- **TRAVAIL DEMANDÉ**
Recopiez tel quel, s'il vous plaît, le passage du billet sur la lecture ci-dessous qui va de « Chaque mois, dans » jusqu'à « Et apparamment vite. » inclus.

- **EXTRAIT DU DOCUMENT**
++++++++++

Chaque mois, dans ses 10 derniers jours, tout comme je le fais pour le cinéma (dans ses 10 premiers) et tout comme je le fais pour la musique (vers le milieu) je vous parle de l'une de mes trois immenses passions: la littérature.
Lire, c'est accepter de plonger dans un nouveau monde, un nouvel horizon, un nouvel univers, un nouveau courant de pensée, une nouvelle culture. C'est apprendre sur soi et sur les autres. C'est ouvrir ses sens. C'est confronter son monde à celui d'un(e) autre. Pour moi, traducteur, ce n'est pas complètement travailler. C'est une seconde nature puisque je lis tout le temps, partout. Sans trop d'efforts. Et apparamment vite.
Certains de ces livres me marquent à jamais. Je vous en jase.
Lire c'est apprendre à respirer différemment. Et respirer, c'est vivre.
CHRONIQUES MARTIENNES de RAY BRADBURY
Entre 1946 et 1952.
Ray Bradbury écrit des nouvelles dystopiques impliquant la planète mars et ses habitants et elles sont publiées dans des magazines.

++++++++++

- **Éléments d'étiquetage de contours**

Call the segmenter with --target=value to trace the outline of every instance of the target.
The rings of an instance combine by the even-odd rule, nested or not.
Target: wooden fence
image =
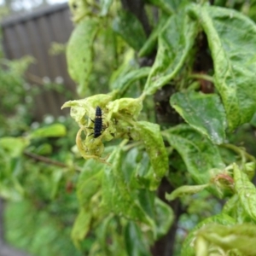
[[[65,90],[75,91],[74,84],[67,74],[65,55],[49,54],[51,44],[67,43],[73,29],[67,3],[9,18],[1,25],[6,58],[13,60],[32,55],[36,59],[26,73],[32,86],[44,86],[45,80],[63,80]],[[55,117],[66,114],[68,109],[61,110],[61,106],[67,100],[70,99],[55,90],[44,90],[34,99],[34,119],[40,121],[47,113]]]

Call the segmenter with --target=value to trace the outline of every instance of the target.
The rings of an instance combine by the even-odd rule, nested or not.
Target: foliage
[[[123,2],[71,0],[67,57],[81,99],[62,108],[79,125],[76,146],[50,143],[66,135],[61,125],[1,138],[1,196],[51,202],[61,224],[77,214],[78,255],[160,255],[152,252],[171,232],[170,255],[254,255],[255,148],[240,145],[255,140],[253,4],[213,2],[145,1],[146,22]],[[55,159],[30,173],[24,153],[43,152]],[[63,195],[69,181],[78,206]]]
[[[70,1],[78,24],[67,45],[67,61],[81,96],[85,95],[88,78],[96,65],[94,44],[101,37],[101,26],[113,28],[112,41],[121,38],[126,48],[133,50],[129,61],[125,54],[117,60],[124,62],[112,76],[110,93],[63,105],[71,108],[71,116],[79,126],[77,147],[88,166],[77,187],[80,212],[73,227],[73,241],[79,246],[91,229],[108,229],[114,221],[121,230],[132,226],[134,237],[138,236],[140,247],[145,247],[134,251],[136,243],[128,243],[125,231],[120,236],[119,231],[113,230],[102,232],[92,248],[97,247],[96,252],[104,255],[115,255],[116,251],[112,250],[124,255],[148,255],[149,247],[173,223],[170,205],[155,193],[166,177],[177,188],[166,194],[169,201],[178,197],[183,206],[189,205],[184,199],[204,189],[208,195],[227,199],[218,215],[202,220],[188,236],[182,255],[208,255],[213,251],[249,255],[248,245],[253,239],[242,242],[247,240],[243,238],[247,224],[241,223],[252,225],[254,222],[255,188],[250,179],[255,160],[231,143],[234,130],[249,122],[255,112],[255,24],[234,7],[225,8],[218,1],[215,5],[148,1],[148,17],[154,16],[157,8],[160,25],[153,24],[154,28],[147,38],[144,24],[131,9],[124,10],[119,3],[110,3],[102,1],[94,6],[89,2],[83,5]],[[198,42],[204,37],[212,65],[197,70],[201,50],[198,44],[203,44]],[[154,52],[156,56],[151,67],[140,65],[137,53],[150,59]],[[212,86],[208,94],[204,88],[207,83]],[[140,120],[148,96],[165,93],[167,85],[173,88],[170,105],[186,124],[168,128],[156,124],[158,120]],[[96,106],[102,110],[104,129],[94,138],[90,133]],[[103,142],[109,142],[109,146]],[[179,160],[172,161],[174,159]],[[180,172],[186,172],[185,177],[181,177]],[[229,212],[224,210],[236,196],[238,199]],[[253,233],[255,227],[252,227]],[[237,241],[242,241],[239,243],[229,236],[235,230]],[[126,247],[119,251],[118,246],[108,246],[109,236],[113,244],[119,241]],[[226,241],[222,242],[222,238]],[[91,255],[95,253],[92,250]]]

++++++++++

- **RÉPONSE FINALE**
Chaque mois, dans ses 10 derniers jours, tout comme je le fais pour le cinéma (dans ses 10 premiers) et tout comme je le fais pour la musique (vers le milieu) je vous parle de l'une de mes trois immenses passions: la littérature.
Lire, c'est accepter de plonger dans un nouveau monde, un nouvel horizon, un nouvel univers, un nouveau courant de pensée, une nouvelle culture. C'est apprendre sur soi et sur les autres. C'est ouvrir ses sens. C'est confronter son monde à celui d'un(e) autre. Pour moi, traducteur, ce n'est pas complètement travailler. C'est une seconde nature puisque je lis tout le temps, partout. Sans trop d'efforts. Et apparamment vite.